* Text passage
━━━━

Hi Sylvain here,

 

Last Tech Tuesday we covered the Hotfixes and the technical challenges, decisions and processes we had to put in place to allow ourselves to release hotfixes faster to the community.

First I wanted to make it clear that together with committing to more focused updates, we have actually pledged to react faster after updates and deliver hotfixes on critical issues where we can.

Deciding if something is critical is obviously a subjective call especially in a game that is still under development and will receive significant improvements in the coming months.

I will try and explain the decision making process here but clearly this is not always an exact science.

The first question is about whether the issue was introduced or exaggerated by the last update, this is really important – if an issue has been around for a while, player behaviours and the game ecosystem might have adapted and the longer an issue has been in the game the more likely a fix will have side effects. Improving on this issue might require a more thorough thought process, additional design, a longer phase on the PTS, etc.. This explains why some issue have stayed in the game longer than wanted and did not get resolved in a hotfix but rather a full update. Using a hotfix to address an issue is of course more critical when the issue is new as to avoid the damage to propagate. This is why we reacted and adjusted the Overheating values right after the update to avoid too many players changing their designs according to broken values.

━━━━

* Dataset excerpts
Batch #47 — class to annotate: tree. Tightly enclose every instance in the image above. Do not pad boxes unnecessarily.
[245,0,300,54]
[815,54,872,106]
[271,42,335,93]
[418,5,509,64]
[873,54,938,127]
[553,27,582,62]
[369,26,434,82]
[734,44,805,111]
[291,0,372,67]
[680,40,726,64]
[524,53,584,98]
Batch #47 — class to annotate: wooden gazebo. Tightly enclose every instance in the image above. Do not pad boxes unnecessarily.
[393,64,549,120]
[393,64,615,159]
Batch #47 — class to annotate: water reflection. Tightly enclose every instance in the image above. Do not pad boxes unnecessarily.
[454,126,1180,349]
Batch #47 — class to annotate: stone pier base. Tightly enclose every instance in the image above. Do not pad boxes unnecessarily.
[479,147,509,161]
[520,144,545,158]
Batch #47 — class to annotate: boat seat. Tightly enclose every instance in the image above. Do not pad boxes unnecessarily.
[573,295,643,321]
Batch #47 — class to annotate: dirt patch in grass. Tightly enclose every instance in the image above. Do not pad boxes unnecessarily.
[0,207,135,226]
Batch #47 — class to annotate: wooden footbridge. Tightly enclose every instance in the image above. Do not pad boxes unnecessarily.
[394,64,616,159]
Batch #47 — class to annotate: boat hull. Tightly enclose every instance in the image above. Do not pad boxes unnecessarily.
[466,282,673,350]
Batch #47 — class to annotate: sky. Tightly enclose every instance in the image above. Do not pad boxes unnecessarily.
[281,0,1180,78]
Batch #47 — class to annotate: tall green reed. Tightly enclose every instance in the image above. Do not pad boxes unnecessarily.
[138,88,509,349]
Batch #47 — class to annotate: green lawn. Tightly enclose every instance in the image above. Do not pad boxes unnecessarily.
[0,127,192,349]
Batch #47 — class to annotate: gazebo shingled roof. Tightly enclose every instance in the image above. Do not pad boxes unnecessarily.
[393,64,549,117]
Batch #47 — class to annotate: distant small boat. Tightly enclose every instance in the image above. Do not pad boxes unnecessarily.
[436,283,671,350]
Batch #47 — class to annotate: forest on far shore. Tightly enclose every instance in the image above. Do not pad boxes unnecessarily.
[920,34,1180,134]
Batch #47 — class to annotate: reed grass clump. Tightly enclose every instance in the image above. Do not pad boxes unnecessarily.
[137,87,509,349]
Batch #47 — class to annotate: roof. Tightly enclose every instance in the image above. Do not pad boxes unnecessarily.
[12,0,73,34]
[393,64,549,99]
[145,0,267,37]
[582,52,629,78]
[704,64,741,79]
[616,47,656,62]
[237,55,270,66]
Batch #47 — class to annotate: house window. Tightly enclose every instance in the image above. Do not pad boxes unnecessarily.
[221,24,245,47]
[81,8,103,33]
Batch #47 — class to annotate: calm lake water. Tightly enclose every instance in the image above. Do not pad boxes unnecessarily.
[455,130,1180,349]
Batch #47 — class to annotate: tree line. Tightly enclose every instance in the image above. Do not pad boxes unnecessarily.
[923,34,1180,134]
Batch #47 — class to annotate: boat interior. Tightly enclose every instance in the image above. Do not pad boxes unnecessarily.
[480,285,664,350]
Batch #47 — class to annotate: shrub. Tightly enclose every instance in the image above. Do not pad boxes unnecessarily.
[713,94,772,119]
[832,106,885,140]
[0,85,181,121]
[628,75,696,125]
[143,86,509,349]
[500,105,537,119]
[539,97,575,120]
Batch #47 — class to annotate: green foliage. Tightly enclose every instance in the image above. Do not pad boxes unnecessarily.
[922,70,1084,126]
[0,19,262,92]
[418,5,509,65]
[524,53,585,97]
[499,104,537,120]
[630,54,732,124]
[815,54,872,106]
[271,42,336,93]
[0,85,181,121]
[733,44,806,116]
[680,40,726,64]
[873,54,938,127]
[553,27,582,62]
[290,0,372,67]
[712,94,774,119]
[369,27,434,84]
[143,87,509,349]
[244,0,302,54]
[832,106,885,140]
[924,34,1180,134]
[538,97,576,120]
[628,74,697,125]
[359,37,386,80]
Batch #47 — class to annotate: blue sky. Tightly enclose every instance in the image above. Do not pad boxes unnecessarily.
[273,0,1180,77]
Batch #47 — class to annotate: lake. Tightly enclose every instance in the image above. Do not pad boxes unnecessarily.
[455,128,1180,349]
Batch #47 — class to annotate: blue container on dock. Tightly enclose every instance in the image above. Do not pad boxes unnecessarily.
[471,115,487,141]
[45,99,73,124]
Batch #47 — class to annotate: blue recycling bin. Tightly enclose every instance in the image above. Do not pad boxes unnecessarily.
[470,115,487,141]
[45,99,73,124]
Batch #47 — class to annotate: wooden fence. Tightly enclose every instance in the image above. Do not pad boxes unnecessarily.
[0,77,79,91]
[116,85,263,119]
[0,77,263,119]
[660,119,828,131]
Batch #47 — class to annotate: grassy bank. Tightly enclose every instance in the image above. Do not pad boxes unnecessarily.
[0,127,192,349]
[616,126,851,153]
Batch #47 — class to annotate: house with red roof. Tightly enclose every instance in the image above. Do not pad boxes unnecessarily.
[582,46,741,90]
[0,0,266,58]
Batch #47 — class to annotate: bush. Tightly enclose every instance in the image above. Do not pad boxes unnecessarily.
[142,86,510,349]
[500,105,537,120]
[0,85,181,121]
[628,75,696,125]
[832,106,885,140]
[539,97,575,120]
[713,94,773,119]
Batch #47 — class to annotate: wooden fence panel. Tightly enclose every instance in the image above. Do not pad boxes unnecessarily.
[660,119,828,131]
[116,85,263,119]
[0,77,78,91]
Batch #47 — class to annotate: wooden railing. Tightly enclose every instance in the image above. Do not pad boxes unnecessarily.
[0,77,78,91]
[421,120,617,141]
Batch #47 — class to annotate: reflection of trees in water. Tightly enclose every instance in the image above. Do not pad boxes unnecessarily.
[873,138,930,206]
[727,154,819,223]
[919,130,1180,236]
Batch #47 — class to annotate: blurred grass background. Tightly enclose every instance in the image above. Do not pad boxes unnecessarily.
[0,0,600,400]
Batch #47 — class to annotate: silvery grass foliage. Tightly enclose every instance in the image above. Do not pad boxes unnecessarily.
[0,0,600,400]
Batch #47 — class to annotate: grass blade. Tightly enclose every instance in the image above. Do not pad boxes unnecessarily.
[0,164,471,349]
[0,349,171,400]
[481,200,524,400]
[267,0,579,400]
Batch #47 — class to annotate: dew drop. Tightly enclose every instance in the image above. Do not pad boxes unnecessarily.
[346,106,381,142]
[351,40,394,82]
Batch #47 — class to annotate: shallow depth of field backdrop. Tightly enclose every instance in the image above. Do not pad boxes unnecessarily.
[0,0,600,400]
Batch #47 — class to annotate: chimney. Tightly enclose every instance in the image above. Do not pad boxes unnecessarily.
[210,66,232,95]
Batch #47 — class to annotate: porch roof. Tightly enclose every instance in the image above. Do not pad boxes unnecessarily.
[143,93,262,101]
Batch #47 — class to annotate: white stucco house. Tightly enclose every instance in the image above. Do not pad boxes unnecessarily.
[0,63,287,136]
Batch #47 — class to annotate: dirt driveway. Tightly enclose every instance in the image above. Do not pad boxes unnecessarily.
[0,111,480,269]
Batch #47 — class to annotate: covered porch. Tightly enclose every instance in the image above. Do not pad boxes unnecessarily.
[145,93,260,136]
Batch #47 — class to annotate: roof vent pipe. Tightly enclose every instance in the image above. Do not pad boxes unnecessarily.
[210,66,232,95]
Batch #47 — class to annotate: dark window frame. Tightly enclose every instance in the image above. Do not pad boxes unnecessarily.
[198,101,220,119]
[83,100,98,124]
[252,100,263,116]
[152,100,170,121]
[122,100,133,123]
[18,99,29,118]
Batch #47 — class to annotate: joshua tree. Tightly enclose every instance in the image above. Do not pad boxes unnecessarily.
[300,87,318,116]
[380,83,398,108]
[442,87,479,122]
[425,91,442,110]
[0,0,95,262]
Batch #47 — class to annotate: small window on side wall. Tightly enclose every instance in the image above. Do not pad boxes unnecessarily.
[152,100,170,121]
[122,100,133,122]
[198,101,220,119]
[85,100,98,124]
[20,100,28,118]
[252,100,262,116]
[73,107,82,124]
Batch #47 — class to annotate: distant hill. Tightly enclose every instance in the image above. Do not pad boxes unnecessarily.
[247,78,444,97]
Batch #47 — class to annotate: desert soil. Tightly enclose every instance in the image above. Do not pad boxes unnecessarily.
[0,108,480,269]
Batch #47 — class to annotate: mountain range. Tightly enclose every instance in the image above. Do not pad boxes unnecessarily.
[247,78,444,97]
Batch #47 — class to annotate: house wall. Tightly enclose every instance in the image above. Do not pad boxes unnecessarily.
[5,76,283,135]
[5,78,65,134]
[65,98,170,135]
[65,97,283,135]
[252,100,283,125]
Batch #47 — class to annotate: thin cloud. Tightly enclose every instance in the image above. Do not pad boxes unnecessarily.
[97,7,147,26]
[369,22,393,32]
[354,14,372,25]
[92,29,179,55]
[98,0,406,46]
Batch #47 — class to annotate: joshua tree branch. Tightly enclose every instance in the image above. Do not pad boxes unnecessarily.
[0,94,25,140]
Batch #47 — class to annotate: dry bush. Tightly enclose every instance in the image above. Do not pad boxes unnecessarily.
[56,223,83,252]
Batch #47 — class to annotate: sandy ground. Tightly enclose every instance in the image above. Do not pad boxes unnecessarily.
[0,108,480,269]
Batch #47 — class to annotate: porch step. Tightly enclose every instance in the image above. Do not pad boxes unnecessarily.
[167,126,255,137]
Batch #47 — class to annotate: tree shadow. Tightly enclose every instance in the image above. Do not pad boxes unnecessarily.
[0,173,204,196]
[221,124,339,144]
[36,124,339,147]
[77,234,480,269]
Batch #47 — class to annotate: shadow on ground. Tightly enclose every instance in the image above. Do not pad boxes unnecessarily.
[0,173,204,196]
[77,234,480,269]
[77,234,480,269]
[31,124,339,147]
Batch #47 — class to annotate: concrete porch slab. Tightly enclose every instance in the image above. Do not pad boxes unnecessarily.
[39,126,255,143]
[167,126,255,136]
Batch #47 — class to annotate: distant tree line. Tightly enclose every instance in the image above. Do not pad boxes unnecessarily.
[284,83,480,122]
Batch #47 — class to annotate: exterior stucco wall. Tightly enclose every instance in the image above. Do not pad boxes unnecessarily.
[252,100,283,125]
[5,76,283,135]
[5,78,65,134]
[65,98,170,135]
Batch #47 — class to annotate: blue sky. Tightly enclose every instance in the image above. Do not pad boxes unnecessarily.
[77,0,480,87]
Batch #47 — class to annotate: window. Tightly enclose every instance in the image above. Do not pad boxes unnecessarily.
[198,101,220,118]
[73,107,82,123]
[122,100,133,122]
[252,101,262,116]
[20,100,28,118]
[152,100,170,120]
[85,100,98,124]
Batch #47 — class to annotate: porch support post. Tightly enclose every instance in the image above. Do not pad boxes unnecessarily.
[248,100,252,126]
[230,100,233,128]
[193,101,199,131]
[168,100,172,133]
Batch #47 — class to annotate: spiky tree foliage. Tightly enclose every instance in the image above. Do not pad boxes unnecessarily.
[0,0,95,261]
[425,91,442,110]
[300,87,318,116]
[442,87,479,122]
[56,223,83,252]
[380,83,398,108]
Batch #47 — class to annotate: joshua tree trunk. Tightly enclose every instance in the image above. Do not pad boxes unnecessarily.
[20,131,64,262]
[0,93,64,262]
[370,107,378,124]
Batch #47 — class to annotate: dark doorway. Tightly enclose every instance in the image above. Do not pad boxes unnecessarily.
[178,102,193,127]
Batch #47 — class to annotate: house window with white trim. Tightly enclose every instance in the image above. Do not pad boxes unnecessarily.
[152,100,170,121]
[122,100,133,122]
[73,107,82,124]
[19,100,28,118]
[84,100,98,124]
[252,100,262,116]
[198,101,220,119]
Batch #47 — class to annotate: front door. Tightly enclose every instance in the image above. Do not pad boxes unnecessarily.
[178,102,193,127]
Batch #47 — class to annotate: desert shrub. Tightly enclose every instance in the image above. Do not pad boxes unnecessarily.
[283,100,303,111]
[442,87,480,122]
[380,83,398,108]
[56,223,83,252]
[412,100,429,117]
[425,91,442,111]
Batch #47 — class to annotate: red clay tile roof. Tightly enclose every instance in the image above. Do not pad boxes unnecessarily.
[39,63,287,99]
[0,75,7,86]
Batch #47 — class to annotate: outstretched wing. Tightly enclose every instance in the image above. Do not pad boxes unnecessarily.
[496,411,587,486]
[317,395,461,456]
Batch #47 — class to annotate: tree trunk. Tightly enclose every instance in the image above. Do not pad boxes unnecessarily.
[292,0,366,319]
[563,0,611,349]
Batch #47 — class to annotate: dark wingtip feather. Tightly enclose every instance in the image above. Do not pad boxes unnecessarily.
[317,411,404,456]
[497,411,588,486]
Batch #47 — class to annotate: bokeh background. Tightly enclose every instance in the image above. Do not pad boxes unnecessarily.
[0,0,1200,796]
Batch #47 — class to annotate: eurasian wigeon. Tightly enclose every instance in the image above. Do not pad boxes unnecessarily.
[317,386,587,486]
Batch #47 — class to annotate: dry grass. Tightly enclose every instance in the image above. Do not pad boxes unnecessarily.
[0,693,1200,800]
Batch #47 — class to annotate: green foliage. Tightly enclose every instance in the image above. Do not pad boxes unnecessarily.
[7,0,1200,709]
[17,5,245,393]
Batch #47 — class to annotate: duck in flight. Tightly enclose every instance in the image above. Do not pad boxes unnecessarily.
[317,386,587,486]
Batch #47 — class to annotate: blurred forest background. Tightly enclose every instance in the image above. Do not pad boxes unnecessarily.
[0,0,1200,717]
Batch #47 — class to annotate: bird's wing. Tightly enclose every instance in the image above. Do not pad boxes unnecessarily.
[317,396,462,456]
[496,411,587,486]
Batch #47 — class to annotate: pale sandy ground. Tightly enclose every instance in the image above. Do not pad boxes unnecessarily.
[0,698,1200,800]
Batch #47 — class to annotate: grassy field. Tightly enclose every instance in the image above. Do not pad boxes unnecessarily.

━━━━

* Required action
How would you sum up the text on hotfix decisions in two sentences? The records are separate material, unrelated to the text.

* Solution to this task
Along with committing to more focused updates, the team has pledged to react faster after updates and deliver hotfixes for critical issues where it can, though deciding what counts as critical is a subjective call. The first question is whether the last update introduced or exaggerated an issue: older issues are more likely to cause side effects when fixed and may wait for a full update, while new ones get quicker fixes, as when the Overheating values were adjusted right after the update.